* [Records provided]

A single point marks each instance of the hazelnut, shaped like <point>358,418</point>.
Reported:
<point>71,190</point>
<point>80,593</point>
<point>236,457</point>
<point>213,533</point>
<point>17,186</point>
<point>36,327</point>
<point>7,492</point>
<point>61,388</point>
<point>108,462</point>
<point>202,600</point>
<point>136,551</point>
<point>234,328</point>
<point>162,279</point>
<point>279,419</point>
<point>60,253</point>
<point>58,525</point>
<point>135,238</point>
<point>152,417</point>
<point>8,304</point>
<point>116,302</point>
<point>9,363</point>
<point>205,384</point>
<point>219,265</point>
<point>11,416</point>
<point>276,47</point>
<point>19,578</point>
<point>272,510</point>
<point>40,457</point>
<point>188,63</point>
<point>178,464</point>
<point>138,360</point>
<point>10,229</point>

* [Required task]
Recast every line of the entries above as a JSON list of strings, one string per line, omitting any blank lines.

* [The output]
[
  "A single point marks each instance of the hazelnut, shaped like <point>358,418</point>.",
  "Reported:",
  "<point>71,190</point>",
  "<point>80,593</point>",
  "<point>236,457</point>",
  "<point>213,533</point>",
  "<point>17,186</point>",
  "<point>36,327</point>",
  "<point>7,492</point>",
  "<point>61,388</point>",
  "<point>108,462</point>",
  "<point>202,600</point>",
  "<point>136,551</point>",
  "<point>234,328</point>",
  "<point>162,279</point>",
  "<point>279,419</point>",
  "<point>60,253</point>",
  "<point>58,525</point>",
  "<point>135,238</point>",
  "<point>152,417</point>",
  "<point>8,304</point>",
  "<point>116,302</point>",
  "<point>9,363</point>",
  "<point>205,384</point>",
  "<point>219,265</point>",
  "<point>11,416</point>",
  "<point>276,47</point>",
  "<point>19,578</point>",
  "<point>272,510</point>",
  "<point>40,457</point>",
  "<point>188,63</point>",
  "<point>178,464</point>",
  "<point>138,360</point>",
  "<point>10,229</point>"
]